◆ **STATED TASK**
Reproduce word for word the stretch of the content calendar post from "In this guest" through "of yours too.".

Why You Need To Kill Off Your Content Calendar Right Now

Why You Need To Kill Off Your Content Calendar Right Now

In this guest post, Storyation’s head of strategy, Andrés-López-Varela (pictured below), says he’s no fan of the marketing content calendar and, he urges, it’s time you got rid of yours too.

There’s something that we really need to talk about when it comes to content ‘strategy’. It’s something that is quietly eroding the confidence marketers and brands have in content programs, and it’s something that might not be immediately obvious.

Screen Shot 2018-08-07 at 7.49.23 am

That something is the content calendar. For a long time, the content calendar had been considered best practice and the guarantee of an effective and productive content program.

But, honestly, the only thing a content calendar is going to achieve is to add to the ‘noise’ that all those marketing gurus on stage at big conferences are telling us we need to cut through, rise above, overcome.

The first major problem with content calendars is that they can quickly be adopted as your actual content strategy. You have your whole quarter or year mapped out; you know that you’re publishing a social post twice a day, a long form article twice a week and a fun, shiny new video on a Thursday. Job done, yeah?

◆ **INFORMATION PROVIDED**
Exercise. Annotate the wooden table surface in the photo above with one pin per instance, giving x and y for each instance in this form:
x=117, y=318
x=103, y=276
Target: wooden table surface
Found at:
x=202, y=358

◆ **REPLY TO THE EXERCISE**
In this guest post, Storyation’s head of strategy, Andrés-López-Varela (pictured below), says he’s no fan of the marketing content calendar and, he urges, it’s time you got rid of yours too.